#### Input records

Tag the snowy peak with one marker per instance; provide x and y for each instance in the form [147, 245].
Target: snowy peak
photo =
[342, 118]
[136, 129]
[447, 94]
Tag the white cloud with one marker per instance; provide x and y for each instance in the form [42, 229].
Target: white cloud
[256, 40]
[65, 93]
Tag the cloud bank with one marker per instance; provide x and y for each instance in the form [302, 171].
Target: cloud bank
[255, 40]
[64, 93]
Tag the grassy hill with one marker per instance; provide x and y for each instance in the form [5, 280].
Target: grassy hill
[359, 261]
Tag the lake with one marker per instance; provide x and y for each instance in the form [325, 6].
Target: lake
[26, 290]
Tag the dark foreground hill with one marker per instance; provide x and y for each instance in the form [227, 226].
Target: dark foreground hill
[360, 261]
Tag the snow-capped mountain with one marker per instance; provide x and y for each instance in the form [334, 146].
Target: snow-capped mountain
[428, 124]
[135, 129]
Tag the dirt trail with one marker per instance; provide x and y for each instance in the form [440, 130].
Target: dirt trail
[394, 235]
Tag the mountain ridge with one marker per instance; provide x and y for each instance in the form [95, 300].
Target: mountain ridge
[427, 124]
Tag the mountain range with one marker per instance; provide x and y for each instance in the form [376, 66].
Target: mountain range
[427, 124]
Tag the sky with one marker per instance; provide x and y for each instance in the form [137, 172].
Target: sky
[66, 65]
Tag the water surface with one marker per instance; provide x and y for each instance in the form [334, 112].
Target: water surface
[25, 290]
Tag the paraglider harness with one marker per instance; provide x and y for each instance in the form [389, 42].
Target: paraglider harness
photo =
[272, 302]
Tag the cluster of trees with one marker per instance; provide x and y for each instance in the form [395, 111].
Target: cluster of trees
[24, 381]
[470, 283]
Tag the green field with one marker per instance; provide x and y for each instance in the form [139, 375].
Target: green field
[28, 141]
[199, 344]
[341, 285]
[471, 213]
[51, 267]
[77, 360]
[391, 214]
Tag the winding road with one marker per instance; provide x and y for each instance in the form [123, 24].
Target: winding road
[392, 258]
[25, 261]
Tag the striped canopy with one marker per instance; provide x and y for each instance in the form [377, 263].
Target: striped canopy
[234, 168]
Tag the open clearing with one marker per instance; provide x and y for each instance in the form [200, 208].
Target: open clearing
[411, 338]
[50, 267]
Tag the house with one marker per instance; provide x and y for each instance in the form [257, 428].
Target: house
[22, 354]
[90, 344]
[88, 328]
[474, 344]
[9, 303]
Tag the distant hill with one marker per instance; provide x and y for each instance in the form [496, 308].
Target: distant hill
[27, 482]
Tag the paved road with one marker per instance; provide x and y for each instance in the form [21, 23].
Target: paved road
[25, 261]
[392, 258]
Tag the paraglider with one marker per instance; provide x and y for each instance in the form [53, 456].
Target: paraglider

########

Given the records above, reproduce precisely and only the lines between the line holding "Tag the white" and the line holding "Tag the grassy", inclusive.

Output below
Tag the white cloud with one marker per instance; provide x and y for each instance in the form [42, 229].
Target: white cloud
[256, 40]
[65, 93]
Tag the cloud bank with one marker per instance; provide x and y for each instance in the form [302, 171].
Target: cloud bank
[255, 40]
[64, 93]
Tag the grassy hill with one marker per instance; provide x and y for each instance in the form [5, 280].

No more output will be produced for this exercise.